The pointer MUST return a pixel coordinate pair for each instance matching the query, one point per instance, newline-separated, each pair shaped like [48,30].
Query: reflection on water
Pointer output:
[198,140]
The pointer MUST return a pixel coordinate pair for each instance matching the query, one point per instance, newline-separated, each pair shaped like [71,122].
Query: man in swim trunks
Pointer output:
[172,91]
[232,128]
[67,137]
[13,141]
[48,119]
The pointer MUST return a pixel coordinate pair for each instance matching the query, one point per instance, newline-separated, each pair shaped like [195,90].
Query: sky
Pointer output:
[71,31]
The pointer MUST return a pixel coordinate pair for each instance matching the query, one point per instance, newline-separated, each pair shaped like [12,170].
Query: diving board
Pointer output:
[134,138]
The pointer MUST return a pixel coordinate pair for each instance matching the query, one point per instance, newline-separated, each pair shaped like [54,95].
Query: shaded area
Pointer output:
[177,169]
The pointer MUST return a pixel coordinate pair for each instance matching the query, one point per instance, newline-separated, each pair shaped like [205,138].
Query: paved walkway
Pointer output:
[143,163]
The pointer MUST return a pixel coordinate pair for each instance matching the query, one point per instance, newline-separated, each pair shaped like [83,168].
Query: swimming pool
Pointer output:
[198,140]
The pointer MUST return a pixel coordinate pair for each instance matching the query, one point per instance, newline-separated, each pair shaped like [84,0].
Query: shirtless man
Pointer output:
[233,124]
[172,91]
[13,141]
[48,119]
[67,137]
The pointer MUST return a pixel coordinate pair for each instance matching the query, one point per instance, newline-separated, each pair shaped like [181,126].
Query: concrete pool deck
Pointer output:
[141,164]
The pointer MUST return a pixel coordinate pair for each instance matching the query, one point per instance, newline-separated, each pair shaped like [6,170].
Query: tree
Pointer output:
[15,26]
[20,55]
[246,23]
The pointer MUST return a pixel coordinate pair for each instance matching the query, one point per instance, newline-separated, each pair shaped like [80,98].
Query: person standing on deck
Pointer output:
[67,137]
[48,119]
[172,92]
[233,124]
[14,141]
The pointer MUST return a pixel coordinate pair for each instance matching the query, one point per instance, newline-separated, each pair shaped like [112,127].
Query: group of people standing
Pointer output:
__________
Work to complete: Copy each line in the entries above where "deck" turns up.

Expected answer:
Query: concrete pool deck
Query: person standing on deck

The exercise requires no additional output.